The Planet Ice Silverdome Arena is a 2,000-seat multi-purpose arena in Basingstoke, England. It was built in 1988 and has an Olympic sized  ice rink. It is one of several ice skating arenas in the UK operated by the Planet Ice company. It is home to the Basingstoke Bison and Basingstoke Buffalo ice hockey teams.

The first ever hockey game played at the ice rink was between Basingstoke Beavers (now Bison) and Bournemouth Sharks, on Sunday 17 July 1988. The Beavers won the game 27-2 in front of 1,200 spectators. The first ever goal was scored by the Beavers' Don Yewchin after just 10 seconds.

Public Skating 
Basingstoke Ice Rink has public skating year round, seven days a week. Disco sessions occur every Friday at 20:00 and birthday parties can be booked for the morning and afternoon sessions all week.

Private Hire  
Hiring can be done by contacting the rink directly on a case-by-case basis.

§ **RAW DATA**
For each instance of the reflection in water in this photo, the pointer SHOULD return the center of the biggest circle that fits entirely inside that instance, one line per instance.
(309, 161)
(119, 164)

§ **DIRECTIVE**
Decide whether each statement agrees with the arena text above, answering yes or no and quoting the words from the text that settle it. 1. The arena was built in 1988. 2. The Beavers lost the first hockey game played at the rink. 3. Disco sessions take place every Saturday.

§ **OUTPUT FOR THIS TASK**
1. Yes: "It was built in 1988"
2. No: "The Beavers won the game 27-2"
3. No: "Disco sessions occur every Friday at 20:00"